▶ Outline records for named regions
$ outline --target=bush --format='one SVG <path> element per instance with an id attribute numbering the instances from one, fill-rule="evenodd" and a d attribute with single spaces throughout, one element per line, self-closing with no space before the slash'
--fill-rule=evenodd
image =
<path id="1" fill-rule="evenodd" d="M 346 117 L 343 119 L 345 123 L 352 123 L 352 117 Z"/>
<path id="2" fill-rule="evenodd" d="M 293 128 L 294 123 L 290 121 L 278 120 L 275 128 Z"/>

▶ TASK REQUIREMENTS
Print every line of the records again, character for character, with nothing changed.

▶ FINISHED EXERCISE
$ outline --target=bush --format='one SVG <path> element per instance with an id attribute numbering the instances from one, fill-rule="evenodd" and a d attribute with single spaces throughout, one element per line, self-closing with no space before the slash'
--fill-rule=evenodd
image =
<path id="1" fill-rule="evenodd" d="M 346 117 L 343 119 L 345 123 L 352 123 L 352 117 Z"/>
<path id="2" fill-rule="evenodd" d="M 293 128 L 294 123 L 290 121 L 278 120 L 275 128 Z"/>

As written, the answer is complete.